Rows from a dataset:
-=-=-=-=-
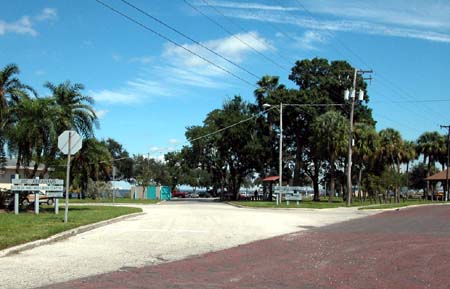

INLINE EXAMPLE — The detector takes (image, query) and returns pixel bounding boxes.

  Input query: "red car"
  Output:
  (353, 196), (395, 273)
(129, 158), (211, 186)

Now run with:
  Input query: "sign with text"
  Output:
(58, 130), (83, 155)
(11, 185), (64, 192)
(46, 192), (63, 198)
(11, 179), (64, 186)
(11, 179), (64, 194)
(275, 186), (305, 192)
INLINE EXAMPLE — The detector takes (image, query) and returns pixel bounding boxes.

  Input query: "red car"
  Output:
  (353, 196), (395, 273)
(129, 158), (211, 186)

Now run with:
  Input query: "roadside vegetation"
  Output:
(0, 58), (448, 207)
(229, 199), (439, 210)
(70, 198), (160, 205)
(0, 206), (142, 250)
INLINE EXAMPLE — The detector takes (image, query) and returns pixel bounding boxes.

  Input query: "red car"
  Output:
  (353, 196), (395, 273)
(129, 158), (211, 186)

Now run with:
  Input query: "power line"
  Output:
(95, 0), (257, 88)
(121, 0), (260, 80)
(196, 0), (289, 70)
(292, 0), (441, 122)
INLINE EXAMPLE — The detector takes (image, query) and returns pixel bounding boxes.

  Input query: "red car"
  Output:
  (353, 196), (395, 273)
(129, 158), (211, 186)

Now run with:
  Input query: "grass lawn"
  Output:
(67, 198), (160, 204)
(230, 200), (361, 209)
(0, 206), (142, 250)
(359, 200), (434, 210)
(230, 199), (439, 210)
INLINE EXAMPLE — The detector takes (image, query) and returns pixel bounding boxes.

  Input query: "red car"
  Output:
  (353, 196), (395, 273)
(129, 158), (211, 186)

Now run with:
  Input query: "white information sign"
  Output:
(275, 186), (305, 192)
(11, 185), (64, 192)
(11, 179), (64, 186)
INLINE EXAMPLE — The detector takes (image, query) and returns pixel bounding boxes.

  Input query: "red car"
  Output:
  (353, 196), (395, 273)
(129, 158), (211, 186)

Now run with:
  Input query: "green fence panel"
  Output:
(161, 187), (172, 200)
(147, 186), (156, 200)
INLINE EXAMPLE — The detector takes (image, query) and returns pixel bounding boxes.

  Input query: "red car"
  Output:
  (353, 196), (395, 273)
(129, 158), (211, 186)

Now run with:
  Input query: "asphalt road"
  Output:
(0, 200), (374, 289)
(37, 202), (450, 289)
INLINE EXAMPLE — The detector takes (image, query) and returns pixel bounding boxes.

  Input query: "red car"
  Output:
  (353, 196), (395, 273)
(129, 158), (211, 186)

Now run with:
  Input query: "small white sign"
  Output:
(11, 179), (64, 186)
(11, 185), (64, 192)
(46, 192), (63, 198)
(275, 186), (305, 192)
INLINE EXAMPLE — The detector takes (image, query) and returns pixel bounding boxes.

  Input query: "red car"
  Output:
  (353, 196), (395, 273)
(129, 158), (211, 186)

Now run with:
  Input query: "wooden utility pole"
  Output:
(347, 68), (373, 206)
(441, 125), (450, 202)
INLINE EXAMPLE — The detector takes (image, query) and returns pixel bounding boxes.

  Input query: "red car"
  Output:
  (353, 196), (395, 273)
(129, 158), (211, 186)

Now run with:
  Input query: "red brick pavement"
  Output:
(38, 206), (450, 289)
-=-=-=-=-
TASK DIRECTIONS: Extract every line of the entries above that contains the string "sign", matching case exactly.

FULL OUTPUT:
  Input query: "sign with text"
  Input query: "white information sign"
  Input query: "small white sign"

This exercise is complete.